Input data ::
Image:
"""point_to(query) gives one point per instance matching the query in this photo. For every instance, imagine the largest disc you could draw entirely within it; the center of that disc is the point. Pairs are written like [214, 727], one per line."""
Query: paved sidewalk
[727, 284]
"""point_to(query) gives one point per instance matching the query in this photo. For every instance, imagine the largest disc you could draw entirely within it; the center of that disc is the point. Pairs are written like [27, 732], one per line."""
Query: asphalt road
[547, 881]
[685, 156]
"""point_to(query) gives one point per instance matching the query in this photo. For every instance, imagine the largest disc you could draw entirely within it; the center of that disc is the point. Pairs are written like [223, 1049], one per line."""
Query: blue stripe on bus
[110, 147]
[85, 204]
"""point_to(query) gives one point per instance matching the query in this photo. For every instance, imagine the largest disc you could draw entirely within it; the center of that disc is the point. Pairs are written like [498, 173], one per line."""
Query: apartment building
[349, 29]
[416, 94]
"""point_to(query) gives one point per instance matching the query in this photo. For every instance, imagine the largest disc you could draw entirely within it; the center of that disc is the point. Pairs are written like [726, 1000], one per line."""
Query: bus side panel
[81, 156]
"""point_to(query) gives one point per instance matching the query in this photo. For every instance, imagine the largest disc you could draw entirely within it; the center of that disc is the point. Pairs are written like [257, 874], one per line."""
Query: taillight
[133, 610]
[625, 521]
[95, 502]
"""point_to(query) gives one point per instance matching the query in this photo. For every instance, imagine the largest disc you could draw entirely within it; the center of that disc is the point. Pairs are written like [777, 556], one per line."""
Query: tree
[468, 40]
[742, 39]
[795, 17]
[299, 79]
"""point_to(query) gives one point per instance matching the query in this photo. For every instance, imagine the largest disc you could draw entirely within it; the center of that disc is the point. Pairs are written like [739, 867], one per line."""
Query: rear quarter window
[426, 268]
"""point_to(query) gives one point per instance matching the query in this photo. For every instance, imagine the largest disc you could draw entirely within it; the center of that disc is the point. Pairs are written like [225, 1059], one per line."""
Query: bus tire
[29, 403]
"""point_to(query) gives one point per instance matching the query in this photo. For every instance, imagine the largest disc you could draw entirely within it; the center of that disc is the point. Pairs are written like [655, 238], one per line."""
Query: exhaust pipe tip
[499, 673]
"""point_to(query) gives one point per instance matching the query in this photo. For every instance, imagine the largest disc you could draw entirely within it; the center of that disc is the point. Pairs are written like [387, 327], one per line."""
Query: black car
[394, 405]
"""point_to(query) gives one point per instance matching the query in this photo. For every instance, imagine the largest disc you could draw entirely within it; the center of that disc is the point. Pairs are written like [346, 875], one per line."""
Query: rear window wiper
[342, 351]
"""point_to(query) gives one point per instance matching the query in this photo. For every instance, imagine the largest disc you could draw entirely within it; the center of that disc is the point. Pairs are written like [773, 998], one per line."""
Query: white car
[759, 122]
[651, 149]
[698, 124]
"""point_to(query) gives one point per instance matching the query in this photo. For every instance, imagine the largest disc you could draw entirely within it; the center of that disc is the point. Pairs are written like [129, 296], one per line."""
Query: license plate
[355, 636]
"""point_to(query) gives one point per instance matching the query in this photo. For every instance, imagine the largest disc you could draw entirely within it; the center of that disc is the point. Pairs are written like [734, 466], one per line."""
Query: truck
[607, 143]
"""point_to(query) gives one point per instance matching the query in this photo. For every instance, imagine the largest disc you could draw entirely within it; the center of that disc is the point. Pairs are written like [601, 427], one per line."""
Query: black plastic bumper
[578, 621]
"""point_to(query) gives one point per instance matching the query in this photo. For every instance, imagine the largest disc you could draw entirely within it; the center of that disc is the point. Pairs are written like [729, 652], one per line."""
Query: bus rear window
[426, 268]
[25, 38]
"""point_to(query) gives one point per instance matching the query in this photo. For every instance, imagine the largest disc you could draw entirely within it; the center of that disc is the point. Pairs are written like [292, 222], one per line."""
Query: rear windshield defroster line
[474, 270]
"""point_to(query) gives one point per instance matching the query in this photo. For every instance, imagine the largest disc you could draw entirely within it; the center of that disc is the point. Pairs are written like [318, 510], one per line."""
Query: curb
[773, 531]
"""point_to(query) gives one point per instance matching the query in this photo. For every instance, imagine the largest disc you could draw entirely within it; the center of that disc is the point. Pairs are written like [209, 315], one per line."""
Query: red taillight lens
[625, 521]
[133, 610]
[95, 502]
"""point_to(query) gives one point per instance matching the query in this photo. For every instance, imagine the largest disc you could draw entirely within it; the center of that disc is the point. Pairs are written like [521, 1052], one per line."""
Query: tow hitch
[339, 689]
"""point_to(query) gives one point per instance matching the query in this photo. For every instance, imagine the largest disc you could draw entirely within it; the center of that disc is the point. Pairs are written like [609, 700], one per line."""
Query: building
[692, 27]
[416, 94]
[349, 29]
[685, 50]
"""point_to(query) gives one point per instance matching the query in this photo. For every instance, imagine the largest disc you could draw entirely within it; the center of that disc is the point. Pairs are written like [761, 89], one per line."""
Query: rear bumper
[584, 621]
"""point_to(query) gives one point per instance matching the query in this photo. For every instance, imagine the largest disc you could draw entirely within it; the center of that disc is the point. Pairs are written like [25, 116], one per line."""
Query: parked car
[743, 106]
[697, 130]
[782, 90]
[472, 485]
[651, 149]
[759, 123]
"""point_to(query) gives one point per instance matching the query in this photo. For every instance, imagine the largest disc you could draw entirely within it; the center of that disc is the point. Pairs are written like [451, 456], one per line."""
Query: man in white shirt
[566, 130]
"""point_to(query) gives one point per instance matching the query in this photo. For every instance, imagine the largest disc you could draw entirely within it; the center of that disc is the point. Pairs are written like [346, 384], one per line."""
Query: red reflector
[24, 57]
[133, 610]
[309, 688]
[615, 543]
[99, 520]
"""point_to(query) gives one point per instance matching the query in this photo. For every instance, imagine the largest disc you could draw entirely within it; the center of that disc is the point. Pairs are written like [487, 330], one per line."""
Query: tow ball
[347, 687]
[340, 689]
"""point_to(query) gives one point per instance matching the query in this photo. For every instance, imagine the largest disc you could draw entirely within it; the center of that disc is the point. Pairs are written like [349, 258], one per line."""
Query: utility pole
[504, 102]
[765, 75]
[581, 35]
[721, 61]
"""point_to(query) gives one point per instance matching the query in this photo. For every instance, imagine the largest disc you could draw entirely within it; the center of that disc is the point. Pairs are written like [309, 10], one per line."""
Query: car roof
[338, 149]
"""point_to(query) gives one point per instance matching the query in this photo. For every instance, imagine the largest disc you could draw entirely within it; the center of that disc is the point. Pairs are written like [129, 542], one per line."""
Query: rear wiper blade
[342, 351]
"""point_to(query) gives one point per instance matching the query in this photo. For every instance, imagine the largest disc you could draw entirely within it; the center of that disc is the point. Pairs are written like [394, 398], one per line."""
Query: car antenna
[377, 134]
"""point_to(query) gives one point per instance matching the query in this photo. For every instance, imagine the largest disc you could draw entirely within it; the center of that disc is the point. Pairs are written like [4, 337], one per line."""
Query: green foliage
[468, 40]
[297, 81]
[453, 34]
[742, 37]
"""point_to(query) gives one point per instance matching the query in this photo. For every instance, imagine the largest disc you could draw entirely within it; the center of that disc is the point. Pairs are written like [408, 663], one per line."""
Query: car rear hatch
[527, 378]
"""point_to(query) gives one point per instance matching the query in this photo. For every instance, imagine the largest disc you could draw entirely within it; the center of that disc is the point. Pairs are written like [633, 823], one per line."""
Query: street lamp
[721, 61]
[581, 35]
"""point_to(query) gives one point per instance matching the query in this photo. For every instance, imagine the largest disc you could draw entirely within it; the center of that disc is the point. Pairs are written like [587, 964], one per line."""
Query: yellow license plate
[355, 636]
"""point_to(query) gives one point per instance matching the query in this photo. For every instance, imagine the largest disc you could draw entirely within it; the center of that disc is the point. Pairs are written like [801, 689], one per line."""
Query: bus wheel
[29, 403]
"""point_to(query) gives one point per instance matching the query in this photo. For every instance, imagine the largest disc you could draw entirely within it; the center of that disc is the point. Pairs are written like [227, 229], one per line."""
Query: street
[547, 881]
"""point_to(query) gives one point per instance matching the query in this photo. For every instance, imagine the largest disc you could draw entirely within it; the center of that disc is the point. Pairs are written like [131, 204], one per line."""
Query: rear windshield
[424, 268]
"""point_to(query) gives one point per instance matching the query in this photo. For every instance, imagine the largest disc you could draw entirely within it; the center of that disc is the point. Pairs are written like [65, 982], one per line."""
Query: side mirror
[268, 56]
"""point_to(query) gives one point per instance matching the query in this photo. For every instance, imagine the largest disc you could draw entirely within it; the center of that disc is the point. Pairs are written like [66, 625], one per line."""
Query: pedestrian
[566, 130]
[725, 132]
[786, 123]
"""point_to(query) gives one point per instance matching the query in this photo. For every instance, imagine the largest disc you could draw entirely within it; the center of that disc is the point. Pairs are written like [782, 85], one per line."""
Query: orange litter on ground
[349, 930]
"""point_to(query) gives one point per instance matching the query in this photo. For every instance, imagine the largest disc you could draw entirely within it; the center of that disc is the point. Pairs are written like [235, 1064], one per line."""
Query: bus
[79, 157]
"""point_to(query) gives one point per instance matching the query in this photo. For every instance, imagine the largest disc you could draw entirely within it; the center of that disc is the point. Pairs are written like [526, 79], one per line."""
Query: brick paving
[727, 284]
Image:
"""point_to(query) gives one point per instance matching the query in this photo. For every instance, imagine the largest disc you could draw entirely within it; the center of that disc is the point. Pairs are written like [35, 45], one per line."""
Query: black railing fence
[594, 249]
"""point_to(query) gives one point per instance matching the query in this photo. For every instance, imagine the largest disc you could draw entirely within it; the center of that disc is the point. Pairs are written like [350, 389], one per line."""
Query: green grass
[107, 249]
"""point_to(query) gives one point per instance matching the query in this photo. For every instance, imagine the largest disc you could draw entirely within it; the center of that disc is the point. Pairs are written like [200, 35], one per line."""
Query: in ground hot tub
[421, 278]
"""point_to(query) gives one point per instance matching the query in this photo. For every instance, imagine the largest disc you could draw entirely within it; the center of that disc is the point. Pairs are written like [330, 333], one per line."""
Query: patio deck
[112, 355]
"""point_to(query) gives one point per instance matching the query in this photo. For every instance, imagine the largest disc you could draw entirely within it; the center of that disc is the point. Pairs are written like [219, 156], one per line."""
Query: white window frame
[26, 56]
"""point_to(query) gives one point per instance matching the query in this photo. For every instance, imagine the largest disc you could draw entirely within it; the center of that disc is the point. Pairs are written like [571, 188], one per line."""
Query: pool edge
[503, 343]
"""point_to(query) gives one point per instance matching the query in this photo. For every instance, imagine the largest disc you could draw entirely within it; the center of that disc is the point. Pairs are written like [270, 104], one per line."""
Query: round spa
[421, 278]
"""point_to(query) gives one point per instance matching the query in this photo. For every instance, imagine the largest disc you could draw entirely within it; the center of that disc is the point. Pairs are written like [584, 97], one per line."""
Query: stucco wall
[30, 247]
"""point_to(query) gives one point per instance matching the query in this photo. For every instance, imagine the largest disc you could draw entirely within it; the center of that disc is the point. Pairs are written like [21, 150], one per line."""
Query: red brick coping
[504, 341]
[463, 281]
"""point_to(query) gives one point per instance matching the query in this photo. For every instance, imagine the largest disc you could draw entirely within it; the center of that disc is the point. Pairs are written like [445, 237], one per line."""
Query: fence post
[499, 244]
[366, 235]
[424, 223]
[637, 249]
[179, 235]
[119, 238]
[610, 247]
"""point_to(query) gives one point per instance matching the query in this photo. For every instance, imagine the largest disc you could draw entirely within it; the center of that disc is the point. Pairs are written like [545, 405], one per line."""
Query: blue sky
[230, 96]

Task statement ::
Can you edit the items from the line containing "[545, 405], one" through the end of the items so that "blue sky" becomes "clear sky", with everything else left unchanged?

Task answer ::
"""point_to(query) gives one point per instance matching the query in this photo. For every instance, imagine the largest disc you could draw entirely within it; the center of that disc is the point. Pairs are written like [545, 405], one per line."""
Query: clear sky
[230, 96]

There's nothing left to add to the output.